■ **TASK**: Using the listing below, set down each line from the line containing "Target: lattice window screen" through the line containing "Target: drum rim", both ends included, exactly and with nothing added.

■ **EXERCISE INPUT**:

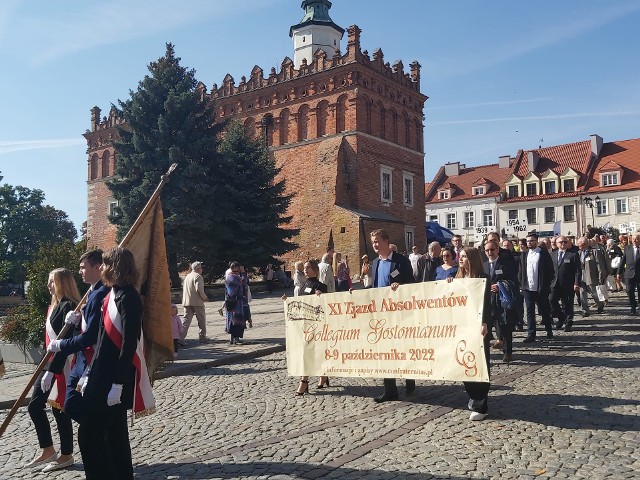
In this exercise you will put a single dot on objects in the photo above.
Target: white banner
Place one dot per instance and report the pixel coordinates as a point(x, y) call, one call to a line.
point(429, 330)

* * *

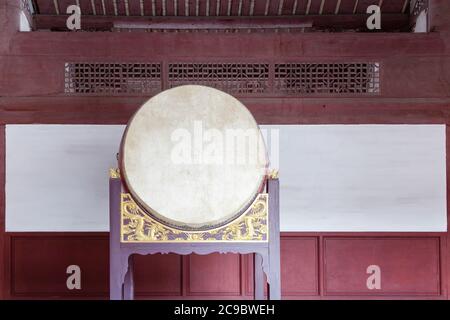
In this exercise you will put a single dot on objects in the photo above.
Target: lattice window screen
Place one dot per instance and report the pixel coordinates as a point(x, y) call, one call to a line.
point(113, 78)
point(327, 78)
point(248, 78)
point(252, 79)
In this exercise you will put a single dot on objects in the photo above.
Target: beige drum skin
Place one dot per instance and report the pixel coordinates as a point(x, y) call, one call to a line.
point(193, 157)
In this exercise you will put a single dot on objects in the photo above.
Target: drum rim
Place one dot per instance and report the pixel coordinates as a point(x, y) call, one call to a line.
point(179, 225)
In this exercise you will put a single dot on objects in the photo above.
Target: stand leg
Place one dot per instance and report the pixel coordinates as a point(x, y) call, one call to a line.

■ **OUTPUT FOR THIS EXERCISE**:
Target: lattice window screen
Place one dot per instance and report the pixel coordinates as a point(x, y) call, one call to a line.
point(113, 78)
point(327, 78)
point(248, 78)
point(252, 79)
In this exercise you will put a single dot on objects in the photo above.
Target: beige drum skin
Place one dot per instance and report the pixel coordinates as a point(x, y) call, one call to a line.
point(193, 157)
In this exercise you will put a single dot on objects in the photo above.
Target: drum rim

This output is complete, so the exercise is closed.